* _Required work_:
Please transcribe every record below exactly as it appears.
====
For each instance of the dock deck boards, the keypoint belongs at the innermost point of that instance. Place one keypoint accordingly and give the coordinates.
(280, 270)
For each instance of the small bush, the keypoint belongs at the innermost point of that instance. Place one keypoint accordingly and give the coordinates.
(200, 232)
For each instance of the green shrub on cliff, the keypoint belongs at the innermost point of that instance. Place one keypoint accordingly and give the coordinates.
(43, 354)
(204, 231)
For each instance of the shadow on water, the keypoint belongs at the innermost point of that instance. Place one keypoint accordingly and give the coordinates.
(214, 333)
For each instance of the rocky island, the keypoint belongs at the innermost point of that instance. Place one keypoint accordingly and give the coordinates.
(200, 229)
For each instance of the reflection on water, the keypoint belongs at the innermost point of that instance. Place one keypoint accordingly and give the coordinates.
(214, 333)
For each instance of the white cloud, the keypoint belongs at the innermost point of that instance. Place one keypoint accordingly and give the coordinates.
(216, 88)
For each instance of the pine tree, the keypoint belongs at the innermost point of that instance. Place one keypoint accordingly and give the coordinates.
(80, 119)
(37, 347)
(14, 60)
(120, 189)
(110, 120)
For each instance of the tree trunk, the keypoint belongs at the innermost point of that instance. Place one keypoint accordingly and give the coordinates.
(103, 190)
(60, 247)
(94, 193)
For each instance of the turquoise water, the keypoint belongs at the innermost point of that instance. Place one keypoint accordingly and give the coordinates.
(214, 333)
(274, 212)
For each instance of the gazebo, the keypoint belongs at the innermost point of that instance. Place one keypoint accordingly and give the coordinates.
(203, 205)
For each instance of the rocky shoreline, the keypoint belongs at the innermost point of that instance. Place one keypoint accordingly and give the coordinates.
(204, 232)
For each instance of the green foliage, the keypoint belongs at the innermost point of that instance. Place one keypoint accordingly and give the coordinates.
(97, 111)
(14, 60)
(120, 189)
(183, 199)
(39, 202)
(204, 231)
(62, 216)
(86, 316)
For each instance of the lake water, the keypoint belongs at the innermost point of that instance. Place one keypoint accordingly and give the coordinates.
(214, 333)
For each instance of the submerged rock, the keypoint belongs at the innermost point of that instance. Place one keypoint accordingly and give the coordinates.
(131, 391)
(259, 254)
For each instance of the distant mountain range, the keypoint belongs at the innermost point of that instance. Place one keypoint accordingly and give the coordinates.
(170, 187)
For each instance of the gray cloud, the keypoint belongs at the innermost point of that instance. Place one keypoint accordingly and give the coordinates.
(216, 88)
====
* _Answer to this task_:
For each instance of the dock deck boards, the keypoint belongs at the innermost point of that instance. Place one keypoint accordingly and give the coordinates.
(280, 270)
For each instance of the small bush, the keypoint belongs at the innermost point of that instance. Place one keypoint accordingly and give the coordinates.
(200, 232)
For each instance of the green shrub on cliff, the keypoint belongs at the innermost point of that instance. Place one keypoint accordingly and give the coordinates.
(43, 354)
(204, 231)
For each instance of the shadow on water, the keypoint belongs at the innermost point of that instance. Place one keypoint accordingly and give the coordinates.
(214, 333)
For each instance of the rocky island, the keypoint belongs at the innermost point of that instance. Place one keypoint accordingly and give the coordinates.
(200, 229)
For each instance of the reflection on water, the keypoint belongs at the innermost point of that instance. Place one keypoint accordingly and give the coordinates.
(214, 333)
For each instance of the white cloud, the keypoint belongs at the innermost point of that instance. Place one keypoint accordingly and give the coordinates.
(216, 88)
For each instance of the pine tree, the keypoint belongs at the innermost point of that instance. Place one keypoint accordingly and give the coordinates.
(80, 119)
(37, 347)
(14, 60)
(120, 189)
(110, 120)
For each instance of the tree trunk, the keypoint belongs at the innermost point of that instance. Place one keypoint accordingly and give the coordinates.
(103, 190)
(60, 247)
(94, 193)
For each instance of the turquoise water, the keypoint belongs at the innermost point of that instance. Place one keypoint accordingly and give the coordinates.
(214, 333)
(274, 212)
For each instance of the gazebo, the keypoint belongs at the innermost point of that instance. Place one keypoint accordingly and give the coordinates.
(203, 205)
For each instance of the rocky shoreline, the keypoint belongs at the innermost point of that instance. Place one keypoint accordingly and give the coordinates.
(204, 232)
For each instance of the green foliage, the keypoint belongs at the innermost point of that instance. Place one keypoint accordingly and give the coordinates.
(97, 111)
(14, 60)
(120, 189)
(183, 199)
(39, 202)
(204, 231)
(62, 216)
(86, 316)
For each instance of the lake water, the keypoint belongs at the innermost point of that instance. Place one keypoint accordingly and give the coordinates.
(214, 333)
For each instance of the submerged rock, the keypoint belongs at the innermost point of that instance. Place one keypoint accordingly and give the coordinates.
(131, 391)
(259, 254)
For each instance of the distant mountain range, the keypoint belongs at the innermost point of that instance. Place one keypoint accordingly and give the coordinates.
(170, 187)
For each instance of the gray cloud, the keypoint belongs at the innermost point of that instance. Place one keypoint accordingly and give the coordinates.
(216, 88)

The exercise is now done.